══ EXTRACTED MATERIAL
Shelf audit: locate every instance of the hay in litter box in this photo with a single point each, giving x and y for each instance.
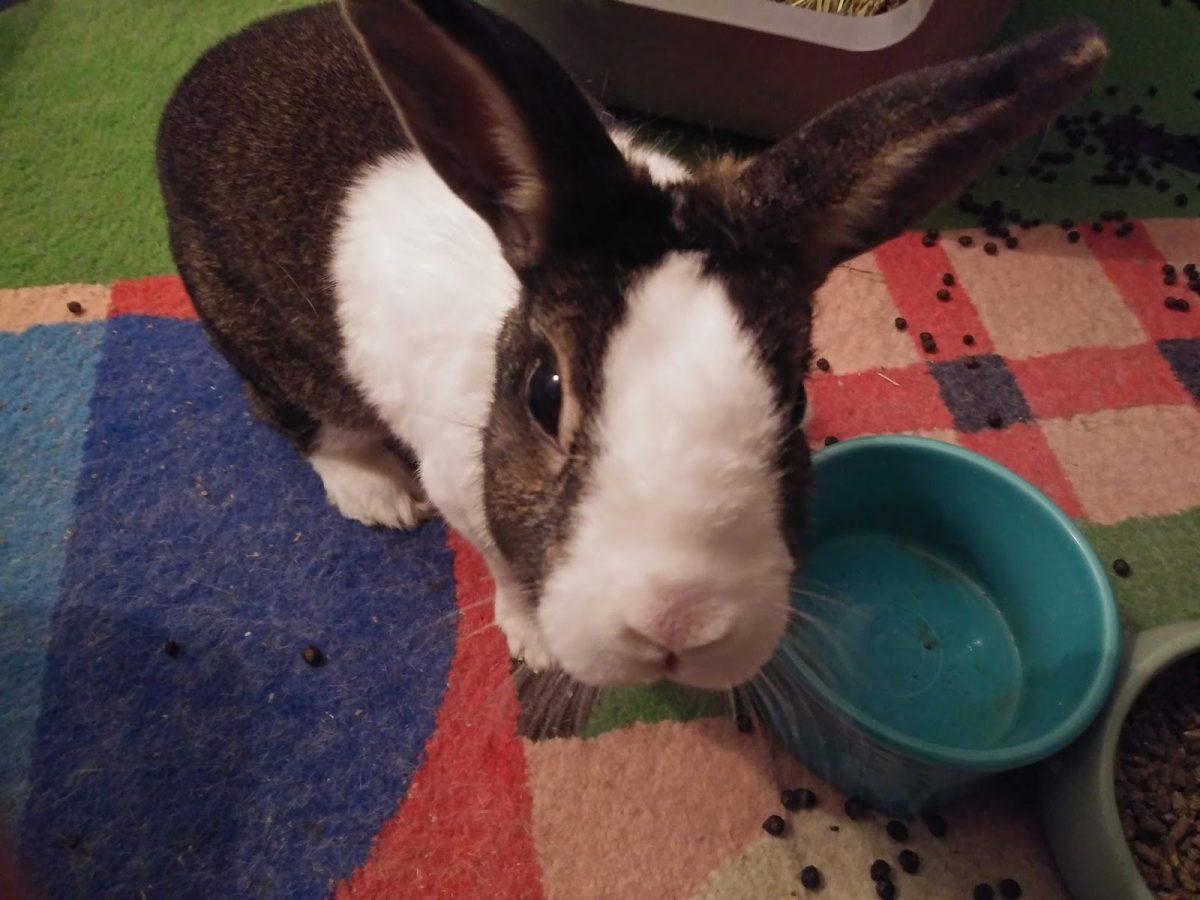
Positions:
(846, 7)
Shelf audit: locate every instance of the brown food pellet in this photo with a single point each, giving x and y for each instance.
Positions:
(313, 657)
(936, 826)
(810, 877)
(1157, 780)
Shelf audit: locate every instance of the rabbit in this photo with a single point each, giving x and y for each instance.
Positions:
(459, 287)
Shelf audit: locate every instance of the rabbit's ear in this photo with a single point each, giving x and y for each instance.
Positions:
(495, 114)
(874, 165)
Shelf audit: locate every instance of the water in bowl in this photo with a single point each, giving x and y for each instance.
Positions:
(910, 640)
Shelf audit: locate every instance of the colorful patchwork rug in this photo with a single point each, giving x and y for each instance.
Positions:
(166, 559)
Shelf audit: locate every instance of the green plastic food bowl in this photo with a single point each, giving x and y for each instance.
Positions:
(952, 623)
(1079, 804)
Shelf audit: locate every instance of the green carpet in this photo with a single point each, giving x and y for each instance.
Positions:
(81, 97)
(79, 102)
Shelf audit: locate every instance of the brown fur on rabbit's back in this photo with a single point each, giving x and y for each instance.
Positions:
(256, 151)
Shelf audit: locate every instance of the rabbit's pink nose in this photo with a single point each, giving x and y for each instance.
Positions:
(682, 617)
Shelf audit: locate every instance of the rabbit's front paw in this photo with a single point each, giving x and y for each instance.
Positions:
(369, 484)
(526, 643)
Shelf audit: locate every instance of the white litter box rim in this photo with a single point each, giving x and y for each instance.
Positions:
(857, 34)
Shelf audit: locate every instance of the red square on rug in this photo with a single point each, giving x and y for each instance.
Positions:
(1091, 378)
(161, 295)
(879, 401)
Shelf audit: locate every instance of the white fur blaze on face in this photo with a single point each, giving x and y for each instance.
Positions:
(676, 565)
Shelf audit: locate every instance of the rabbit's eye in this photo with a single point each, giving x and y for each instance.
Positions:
(544, 395)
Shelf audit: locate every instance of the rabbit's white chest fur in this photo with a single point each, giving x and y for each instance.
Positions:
(423, 291)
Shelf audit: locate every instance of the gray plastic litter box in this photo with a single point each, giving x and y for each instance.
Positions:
(754, 66)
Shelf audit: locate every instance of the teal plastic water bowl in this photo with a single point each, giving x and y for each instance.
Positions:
(952, 623)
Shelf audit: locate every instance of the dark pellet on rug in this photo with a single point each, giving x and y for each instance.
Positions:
(810, 877)
(313, 657)
(936, 825)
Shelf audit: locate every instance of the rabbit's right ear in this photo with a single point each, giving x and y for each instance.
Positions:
(498, 119)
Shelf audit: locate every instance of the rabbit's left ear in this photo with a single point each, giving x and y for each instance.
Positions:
(874, 165)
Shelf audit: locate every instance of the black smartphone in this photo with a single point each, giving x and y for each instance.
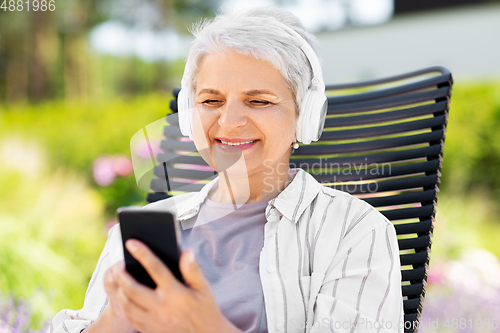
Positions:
(159, 230)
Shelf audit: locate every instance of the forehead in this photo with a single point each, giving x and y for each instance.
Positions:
(232, 70)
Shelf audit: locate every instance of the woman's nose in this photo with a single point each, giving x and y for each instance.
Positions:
(232, 116)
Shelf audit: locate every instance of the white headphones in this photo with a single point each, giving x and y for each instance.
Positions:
(313, 105)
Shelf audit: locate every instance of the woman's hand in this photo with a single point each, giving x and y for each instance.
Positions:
(114, 311)
(172, 306)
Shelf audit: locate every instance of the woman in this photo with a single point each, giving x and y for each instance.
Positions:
(275, 250)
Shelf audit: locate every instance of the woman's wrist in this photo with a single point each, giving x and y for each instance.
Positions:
(108, 322)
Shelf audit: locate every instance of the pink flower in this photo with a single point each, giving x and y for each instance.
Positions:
(103, 170)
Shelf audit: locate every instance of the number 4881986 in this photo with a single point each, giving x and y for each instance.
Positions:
(33, 5)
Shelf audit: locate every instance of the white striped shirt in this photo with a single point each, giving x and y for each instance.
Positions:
(330, 263)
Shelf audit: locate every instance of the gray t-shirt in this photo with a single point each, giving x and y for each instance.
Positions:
(227, 244)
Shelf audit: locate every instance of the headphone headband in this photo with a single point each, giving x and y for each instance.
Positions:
(313, 105)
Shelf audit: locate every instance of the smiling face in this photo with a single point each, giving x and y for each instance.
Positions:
(243, 106)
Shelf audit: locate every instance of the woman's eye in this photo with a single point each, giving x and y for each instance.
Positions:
(259, 102)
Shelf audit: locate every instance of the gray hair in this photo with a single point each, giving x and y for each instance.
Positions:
(256, 32)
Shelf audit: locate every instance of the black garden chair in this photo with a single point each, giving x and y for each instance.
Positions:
(383, 142)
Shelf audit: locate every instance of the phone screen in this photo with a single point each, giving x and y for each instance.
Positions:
(159, 231)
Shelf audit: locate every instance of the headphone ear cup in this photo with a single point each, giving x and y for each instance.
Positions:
(312, 116)
(185, 113)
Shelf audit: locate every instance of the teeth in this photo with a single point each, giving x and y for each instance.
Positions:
(236, 143)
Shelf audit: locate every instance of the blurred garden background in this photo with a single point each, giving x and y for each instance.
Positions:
(78, 82)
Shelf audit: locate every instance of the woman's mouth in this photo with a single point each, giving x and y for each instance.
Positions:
(235, 144)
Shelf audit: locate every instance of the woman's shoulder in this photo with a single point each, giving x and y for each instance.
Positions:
(355, 212)
(172, 204)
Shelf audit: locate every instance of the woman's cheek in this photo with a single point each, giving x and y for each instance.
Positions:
(200, 135)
════
_PROBLEM STATEMENT_
Reproduce the full material above with every occurrence of "Positions" swapped for "Coordinates" and all other text left unchanged, omitting the pictures.

_EXERCISE RESPONSE_
Shelf audit: locate every instance of the hay in litter box in this photo with a single point each, giving x and y for each instance.
Coordinates:
(846, 7)
Shelf audit: locate every instance of the brown food pellet in this photo with a single point each, giving x and y for each instance.
Coordinates:
(313, 657)
(936, 826)
(810, 877)
(1157, 780)
Shelf audit: locate every instance of the rabbit in this photo with a single point each, giving x and y for each instance.
Coordinates:
(459, 287)
Shelf audit: locate every instance of the rabbit's ear in this photo with a single point each, giving x and y for each instance.
Coordinates:
(495, 114)
(874, 165)
Shelf audit: locate every instance of the water in bowl in this photo with a single point each, giving x and y for each instance.
Coordinates:
(910, 640)
Shelf audit: locate every instance of the colorful patchwork rug in this photo with a single point each, giving x and y for each instance.
Coordinates:
(166, 559)
Shelf audit: locate every instance of the green plastic food bowl in this photo with a single point each, giving x and y for each instance.
Coordinates:
(952, 623)
(1079, 804)
Shelf audit: locate every instance of the green carpet in this photo with a single point each, giving x and y for each instance.
Coordinates:
(81, 97)
(79, 102)
Shelf audit: locate every instance of the brown fur on rabbit's back in this photo with a single point each, giving x and y for each instance.
Coordinates:
(256, 151)
Shelf audit: locate every instance of the rabbit's pink nose in this photo with a single point each, giving x and y for each instance.
Coordinates:
(682, 617)
Shelf audit: locate every instance of the rabbit's front paw in this photo with a single point each, giving x and y for each instance.
Coordinates:
(369, 484)
(526, 643)
Shelf audit: locate every instance of the white litter box rim in this photo with a single point each, giving x and y for each instance.
Coordinates:
(857, 34)
Shelf audit: locate every instance of the red square on rug in this photo with a single point each, giving x and y for each instance.
Coordinates:
(1091, 378)
(161, 295)
(879, 401)
Shelf audit: locate every instance of the white fur blaze on face in this photo with a single point each, giving x and y for each instance.
Coordinates:
(676, 565)
Shelf audit: locate every instance of the rabbit's eye in this photo with a single point each, giving x and y for each instance.
Coordinates:
(544, 395)
Shelf audit: locate every instance of the rabbit's white chest fur in this photo with a single point each, giving x and y for each instance.
Coordinates:
(423, 291)
Shelf audit: locate every instance of the gray plastic litter box in this photo with a single point each, giving x and y for each instance.
Coordinates:
(754, 66)
Shelf audit: locate every instance of the teal plastic water bowl in this photo with a single point each, giving x and y for each instance.
Coordinates:
(952, 623)
Shelf audit: locate every instance of the dark pellet on rug in this photo with a single point each, giving x and y for each instance.
Coordinates:
(810, 877)
(313, 657)
(936, 825)
Shelf audit: locate every instance of the rabbit's right ear in this photo with a single point each, giving x and y for each instance.
Coordinates:
(498, 119)
Shelf audit: locate every instance of the rabbit's left ear in this photo with a single point each, giving x and y for each instance.
Coordinates:
(874, 165)
Shelf audit: locate every instance of the black smartphone in this photo with a single point each, giving x and y for each instance.
Coordinates:
(159, 230)
Shelf audit: locate every instance of the forehead in this photo with a single point each, giving x and y for each instance.
Coordinates:
(232, 70)
Shelf audit: locate every instance of the woman's nose in this photo with a single point each, giving x and y for each instance.
Coordinates:
(232, 116)
Shelf audit: locate every instance of the white headphones in this photo with a single point each, giving x and y for each instance.
Coordinates:
(313, 105)
Shelf audit: locate every instance of the woman's hand in this photo with a single point each, giving x and y for each instance.
Coordinates:
(114, 311)
(172, 306)
Shelf audit: locate every instance of the woman in this photo with a single point each, giving x and y for each instance.
Coordinates:
(275, 250)
Shelf audit: locate every instance of the woman's wrist in this photo with a single point each, giving x and y for each instance.
Coordinates:
(108, 322)
Shelf audit: locate every instance of the pink flower in this photo with a single point each, giving x and y for each instance.
Coordinates:
(103, 170)
Shelf audit: locate every instance of the number 4881986 in this photo with a single point each, giving x and y for each instance.
Coordinates:
(33, 5)
Shelf audit: locate every instance of the white striped shirt in this photo with a single point each, giving x and y for each instance.
Coordinates:
(330, 263)
Shelf audit: locate every instance of the gray t-shirt in this photo with a single point each, giving x and y for each instance.
Coordinates:
(227, 244)
Shelf audit: locate every instance of the headphone headband in this photo with a single point each, giving x and y for each instance.
Coordinates:
(313, 105)
Shelf audit: locate every instance of the smiling face in this photo with a single point each, giving x and y for each instance.
Coordinates:
(243, 106)
Shelf audit: locate every instance of the woman's eye in this photo with a single point each, giving x and y for each instance.
Coordinates:
(259, 102)
Shelf audit: locate every instance of the gray hair in this photo with a single point each, giving x and y for each instance.
Coordinates:
(256, 32)
Shelf audit: locate every instance of the black garden chair in this photo with a single point each, giving x and y for each instance.
Coordinates:
(383, 142)
Shelf audit: locate every instance of the phone screen in this photo with a single point each, giving x and y for each instance.
Coordinates:
(159, 231)
Shelf audit: locate every instance of the headphone ear cup in this photo with a single point each, giving x and y for each instance.
Coordinates:
(312, 116)
(185, 113)
Shelf audit: locate every instance of the teeth in this photo with a single point each, giving x and y for each instance.
Coordinates:
(236, 143)
Shelf audit: locate every instance of the blurred garden background in this photo with a single point each, giving x and y for each instance.
Coordinates:
(78, 82)
Shelf audit: locate every instance of the woman's mouth in this photo with a single point each, giving x and y for each instance.
Coordinates:
(235, 144)
Shelf audit: locate every instance of the woman's shoulder in this photo with a single point each, giving x and y for each instance.
Coordinates:
(355, 212)
(172, 204)
Shelf audit: locate every instance of the woman's cheek in this photo with a single point each, giving x and y for each instance.
Coordinates:
(200, 135)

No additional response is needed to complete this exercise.